> _Written problem_
Reproduce the following list of common GMAT idioms in its entirety, without any alteration.

Common idiomatic forms (useful for gmat)

Able to (ability to): No one has been able to prove that the person who wrote Shakespeare’s plays was named Shakespeare.

Account for/account to:
When explaining something, the correct idiom is account for:
We had to account for all the missing money.
When receiving blame or credit, the correct idiom is account to:
You will have to account to the state for your crimes.

As. . . as : She actually is as naive as she appears.

As…so too. .: Just as sand flows through an hourglass, so too flow the days of our lives.
Associate with: Many people associate the smell of vinegar with coloring Easter Eggs.
At least as. . . as: The Eiffel Tower is at least as tall as the Statue of Liberty.

Attribute… to…: I attribute his success to having good friends in high places.
Believe… to be…: The expert believes the painting to be a fraud.

Between. . . and. . .: You must decide between wealth

and fame.
Both. . . and.. .: He is both an artist and a rogue.

Center on vs. center around:
Center around is colloquial. It should not be used in formal writing.
(Faulty) The dispute centers around the effects of undocumented workers.
(Correct) The dispute centers on the effects of undocumented workers.

Compare / compare with
On the GMAT, compare with is the generally preferred form. Use compare to to point out an abstract or figurative likeness, and compare with to consider likenesses and differences in general.
Shall I compare thee to a summer’s day?
Compared with a summer’s day, it’s cold outside.

Conform to (not with):
Stewart’s writing does not conform to standard literary conventions.
Connection between
I saw little connection between her words and her deeds.

Consequence of
One consequence of the Supreme Court decision was increased public distrust in the judicial system.

Consider
I consider you a very good friend.

> _Entries supplied_
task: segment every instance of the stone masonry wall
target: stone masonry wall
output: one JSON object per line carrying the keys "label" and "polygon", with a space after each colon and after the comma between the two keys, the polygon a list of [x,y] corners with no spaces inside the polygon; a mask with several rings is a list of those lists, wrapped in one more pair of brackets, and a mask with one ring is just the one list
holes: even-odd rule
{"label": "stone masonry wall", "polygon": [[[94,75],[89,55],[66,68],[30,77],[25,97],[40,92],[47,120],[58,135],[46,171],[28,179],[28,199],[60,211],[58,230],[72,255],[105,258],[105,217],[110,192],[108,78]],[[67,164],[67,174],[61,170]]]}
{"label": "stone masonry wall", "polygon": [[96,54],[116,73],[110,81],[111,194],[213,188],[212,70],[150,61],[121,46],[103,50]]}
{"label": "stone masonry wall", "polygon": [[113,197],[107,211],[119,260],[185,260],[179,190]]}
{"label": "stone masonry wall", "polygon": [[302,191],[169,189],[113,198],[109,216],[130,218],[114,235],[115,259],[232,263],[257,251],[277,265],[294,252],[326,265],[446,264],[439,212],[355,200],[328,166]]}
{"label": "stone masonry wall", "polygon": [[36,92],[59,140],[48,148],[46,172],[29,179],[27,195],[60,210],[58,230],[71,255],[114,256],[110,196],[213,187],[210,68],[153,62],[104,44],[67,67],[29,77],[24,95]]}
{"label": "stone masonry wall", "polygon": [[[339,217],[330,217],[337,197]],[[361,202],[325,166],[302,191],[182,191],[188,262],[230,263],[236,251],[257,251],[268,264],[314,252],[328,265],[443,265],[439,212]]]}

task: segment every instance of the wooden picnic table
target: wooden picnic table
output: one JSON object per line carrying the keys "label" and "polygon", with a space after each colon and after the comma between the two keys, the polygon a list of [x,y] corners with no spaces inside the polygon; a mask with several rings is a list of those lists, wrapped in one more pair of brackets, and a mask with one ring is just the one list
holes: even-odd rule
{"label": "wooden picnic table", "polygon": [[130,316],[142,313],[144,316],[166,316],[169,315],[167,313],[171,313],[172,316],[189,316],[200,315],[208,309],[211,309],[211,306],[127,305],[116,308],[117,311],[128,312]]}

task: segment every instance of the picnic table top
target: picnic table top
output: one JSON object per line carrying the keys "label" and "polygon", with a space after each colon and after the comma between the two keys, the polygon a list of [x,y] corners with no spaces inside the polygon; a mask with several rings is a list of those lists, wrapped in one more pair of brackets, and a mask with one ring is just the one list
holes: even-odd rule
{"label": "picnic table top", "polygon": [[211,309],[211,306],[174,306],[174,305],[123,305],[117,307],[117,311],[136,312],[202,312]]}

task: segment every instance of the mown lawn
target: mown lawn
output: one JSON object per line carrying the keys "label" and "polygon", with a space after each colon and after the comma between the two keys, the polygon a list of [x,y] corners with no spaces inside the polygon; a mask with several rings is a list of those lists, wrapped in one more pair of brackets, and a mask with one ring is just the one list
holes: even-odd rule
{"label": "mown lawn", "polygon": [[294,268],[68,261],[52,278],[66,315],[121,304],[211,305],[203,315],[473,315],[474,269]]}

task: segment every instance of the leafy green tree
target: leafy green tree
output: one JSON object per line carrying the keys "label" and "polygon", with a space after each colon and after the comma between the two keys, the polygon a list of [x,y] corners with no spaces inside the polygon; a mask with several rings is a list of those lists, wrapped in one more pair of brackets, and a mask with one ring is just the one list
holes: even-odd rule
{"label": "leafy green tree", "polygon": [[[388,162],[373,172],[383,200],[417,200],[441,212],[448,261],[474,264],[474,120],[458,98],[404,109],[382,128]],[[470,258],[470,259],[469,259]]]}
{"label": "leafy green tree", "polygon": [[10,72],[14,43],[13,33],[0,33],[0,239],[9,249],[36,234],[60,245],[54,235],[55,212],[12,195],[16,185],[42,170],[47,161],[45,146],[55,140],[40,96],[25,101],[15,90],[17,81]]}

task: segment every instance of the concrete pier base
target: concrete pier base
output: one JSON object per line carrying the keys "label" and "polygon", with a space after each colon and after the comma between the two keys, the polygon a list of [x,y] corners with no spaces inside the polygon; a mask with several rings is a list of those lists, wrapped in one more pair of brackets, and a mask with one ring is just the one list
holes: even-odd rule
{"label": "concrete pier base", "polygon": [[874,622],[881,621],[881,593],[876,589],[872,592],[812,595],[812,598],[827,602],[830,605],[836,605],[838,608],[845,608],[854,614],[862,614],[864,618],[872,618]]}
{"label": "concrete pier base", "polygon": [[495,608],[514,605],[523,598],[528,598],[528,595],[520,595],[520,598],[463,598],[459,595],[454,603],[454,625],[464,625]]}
...
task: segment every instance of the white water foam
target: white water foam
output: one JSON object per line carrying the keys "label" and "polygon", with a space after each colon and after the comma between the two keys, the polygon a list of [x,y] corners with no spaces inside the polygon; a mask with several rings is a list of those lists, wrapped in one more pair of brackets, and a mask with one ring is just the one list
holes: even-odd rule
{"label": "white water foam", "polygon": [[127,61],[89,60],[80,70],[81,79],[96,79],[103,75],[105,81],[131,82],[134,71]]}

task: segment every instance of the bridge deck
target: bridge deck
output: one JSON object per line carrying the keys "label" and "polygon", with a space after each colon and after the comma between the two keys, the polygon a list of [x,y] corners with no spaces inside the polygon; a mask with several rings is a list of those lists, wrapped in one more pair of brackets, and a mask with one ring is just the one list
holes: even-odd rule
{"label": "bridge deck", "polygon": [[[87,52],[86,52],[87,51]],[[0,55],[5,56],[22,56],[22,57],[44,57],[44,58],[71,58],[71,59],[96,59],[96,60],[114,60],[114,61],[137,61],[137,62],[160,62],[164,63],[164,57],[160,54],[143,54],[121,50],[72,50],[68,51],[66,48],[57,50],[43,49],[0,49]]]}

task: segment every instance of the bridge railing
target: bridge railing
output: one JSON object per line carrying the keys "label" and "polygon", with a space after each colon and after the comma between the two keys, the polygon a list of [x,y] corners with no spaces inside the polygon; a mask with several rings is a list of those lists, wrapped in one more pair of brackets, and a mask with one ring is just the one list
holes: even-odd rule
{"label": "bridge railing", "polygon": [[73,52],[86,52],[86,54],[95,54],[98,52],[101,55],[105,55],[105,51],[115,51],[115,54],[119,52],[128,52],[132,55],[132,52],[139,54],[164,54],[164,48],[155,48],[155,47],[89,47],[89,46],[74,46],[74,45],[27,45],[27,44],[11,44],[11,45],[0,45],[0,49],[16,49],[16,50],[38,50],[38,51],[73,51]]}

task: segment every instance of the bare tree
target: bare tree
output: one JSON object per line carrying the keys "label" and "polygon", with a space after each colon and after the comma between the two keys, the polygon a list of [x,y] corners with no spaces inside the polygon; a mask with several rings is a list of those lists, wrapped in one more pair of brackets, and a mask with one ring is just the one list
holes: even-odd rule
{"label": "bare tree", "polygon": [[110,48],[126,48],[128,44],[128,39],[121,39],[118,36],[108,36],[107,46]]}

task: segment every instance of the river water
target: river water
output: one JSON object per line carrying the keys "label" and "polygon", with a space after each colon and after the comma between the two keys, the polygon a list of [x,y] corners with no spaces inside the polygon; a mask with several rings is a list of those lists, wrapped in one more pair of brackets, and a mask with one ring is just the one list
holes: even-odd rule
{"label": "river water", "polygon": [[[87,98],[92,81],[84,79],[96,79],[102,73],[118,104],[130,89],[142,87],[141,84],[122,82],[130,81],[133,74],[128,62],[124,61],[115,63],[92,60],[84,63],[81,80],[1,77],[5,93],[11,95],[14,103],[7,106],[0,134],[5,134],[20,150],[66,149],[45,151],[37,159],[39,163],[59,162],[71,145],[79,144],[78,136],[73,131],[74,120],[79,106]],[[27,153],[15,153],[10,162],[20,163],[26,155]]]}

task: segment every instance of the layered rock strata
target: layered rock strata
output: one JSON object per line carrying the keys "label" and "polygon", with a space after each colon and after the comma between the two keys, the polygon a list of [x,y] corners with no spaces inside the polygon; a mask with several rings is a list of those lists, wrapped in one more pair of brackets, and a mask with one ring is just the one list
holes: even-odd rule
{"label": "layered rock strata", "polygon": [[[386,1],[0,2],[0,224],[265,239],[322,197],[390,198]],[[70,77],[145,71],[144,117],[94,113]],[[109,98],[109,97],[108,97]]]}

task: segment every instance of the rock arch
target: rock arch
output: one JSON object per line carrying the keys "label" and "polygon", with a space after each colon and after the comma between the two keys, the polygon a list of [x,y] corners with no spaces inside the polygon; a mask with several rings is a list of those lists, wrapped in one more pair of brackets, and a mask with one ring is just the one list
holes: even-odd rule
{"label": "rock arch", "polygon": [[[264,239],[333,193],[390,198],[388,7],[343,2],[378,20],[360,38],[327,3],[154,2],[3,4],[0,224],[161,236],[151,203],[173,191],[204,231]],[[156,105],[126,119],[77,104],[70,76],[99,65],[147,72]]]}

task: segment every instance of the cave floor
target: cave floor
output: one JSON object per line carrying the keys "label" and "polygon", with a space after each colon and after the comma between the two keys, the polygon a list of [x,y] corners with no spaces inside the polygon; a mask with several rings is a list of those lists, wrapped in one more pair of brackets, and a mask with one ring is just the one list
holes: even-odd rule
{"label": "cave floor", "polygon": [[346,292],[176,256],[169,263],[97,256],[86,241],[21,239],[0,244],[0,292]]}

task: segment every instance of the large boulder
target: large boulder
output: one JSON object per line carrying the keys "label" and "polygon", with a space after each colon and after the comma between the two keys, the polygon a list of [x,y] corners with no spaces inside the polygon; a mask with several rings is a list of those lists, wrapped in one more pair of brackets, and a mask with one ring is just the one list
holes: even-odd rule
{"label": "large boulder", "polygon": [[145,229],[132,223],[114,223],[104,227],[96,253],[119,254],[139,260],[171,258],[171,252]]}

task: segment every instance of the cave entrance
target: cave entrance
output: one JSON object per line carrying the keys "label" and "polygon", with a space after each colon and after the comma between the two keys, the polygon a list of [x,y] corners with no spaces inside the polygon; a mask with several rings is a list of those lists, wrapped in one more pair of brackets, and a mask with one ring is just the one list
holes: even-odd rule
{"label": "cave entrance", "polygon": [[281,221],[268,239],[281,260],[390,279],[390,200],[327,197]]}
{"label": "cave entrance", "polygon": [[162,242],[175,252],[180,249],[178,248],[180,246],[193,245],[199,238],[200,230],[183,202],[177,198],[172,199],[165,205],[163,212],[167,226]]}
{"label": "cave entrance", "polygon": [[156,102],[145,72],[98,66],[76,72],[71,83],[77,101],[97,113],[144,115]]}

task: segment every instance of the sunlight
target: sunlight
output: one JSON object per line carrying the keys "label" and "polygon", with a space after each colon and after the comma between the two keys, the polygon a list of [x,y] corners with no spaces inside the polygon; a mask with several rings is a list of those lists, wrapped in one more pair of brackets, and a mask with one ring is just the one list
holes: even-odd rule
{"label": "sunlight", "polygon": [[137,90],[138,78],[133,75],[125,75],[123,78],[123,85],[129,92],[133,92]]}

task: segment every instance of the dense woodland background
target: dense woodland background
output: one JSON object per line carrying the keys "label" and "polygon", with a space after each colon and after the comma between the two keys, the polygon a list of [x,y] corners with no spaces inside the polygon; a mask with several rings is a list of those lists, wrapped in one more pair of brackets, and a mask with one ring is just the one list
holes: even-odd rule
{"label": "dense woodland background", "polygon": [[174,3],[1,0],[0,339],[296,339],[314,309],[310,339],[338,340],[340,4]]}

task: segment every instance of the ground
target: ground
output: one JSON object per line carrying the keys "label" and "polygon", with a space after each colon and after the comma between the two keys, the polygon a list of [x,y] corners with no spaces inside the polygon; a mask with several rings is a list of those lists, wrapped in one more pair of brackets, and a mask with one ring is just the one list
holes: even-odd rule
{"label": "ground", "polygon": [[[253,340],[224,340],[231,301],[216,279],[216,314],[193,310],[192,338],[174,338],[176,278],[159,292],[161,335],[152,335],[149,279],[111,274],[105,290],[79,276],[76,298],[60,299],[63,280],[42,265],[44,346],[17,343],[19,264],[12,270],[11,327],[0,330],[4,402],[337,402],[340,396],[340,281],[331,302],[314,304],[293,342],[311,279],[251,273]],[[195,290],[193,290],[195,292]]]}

> _Output below_
Common idiomatic forms (useful for gmat)

Able to (ability to): No one has been able to prove that the person who wrote Shakespeare’s plays was named Shakespeare.

Account for/account to:
When explaining something, the correct idiom is account for:
We had to account for all the missing money.
When receiving blame or credit, the correct idiom is account to:
You will have to account to the state for your crimes.

As. . . as : She actually is as naive as she appears.

As…so too. .: Just as sand flows through an hourglass, so too flow the days of our lives.
Associate with: Many people associate the smell of vinegar with coloring Easter Eggs.
At least as. . . as: The Eiffel Tower is at least as tall as the Statue of Liberty.

Attribute… to…: I attribute his success to having good friends in high places.
Believe… to be…: The expert believes the painting to be a fraud.

Between. . . and. . .: You must decide between wealth

and fame.
Both. . . and.. .: He is both an artist and a rogue.

Center on vs. center around:
Center around is colloquial. It should not be used in formal writing.
(Faulty) The dispute centers around the effects of undocumented workers.
(Correct) The dispute centers on the effects of undocumented workers.

Compare / compare with
On the GMAT, compare with is the generally preferred form. Use compare to to point out an abstract or figurative likeness, and compare with to consider likenesses and differences in general.
Shall I compare thee to a summer’s day?
Compared with a summer’s day, it’s cold outside.

Conform to (not with):
Stewart’s writing does not conform to standard literary conventions.
Connection between
I saw little connection between her words and her deeds.

Consequence of
One consequence of the Supreme Court decision was increased public distrust in the judicial system.

Consider
I consider you a very good friend.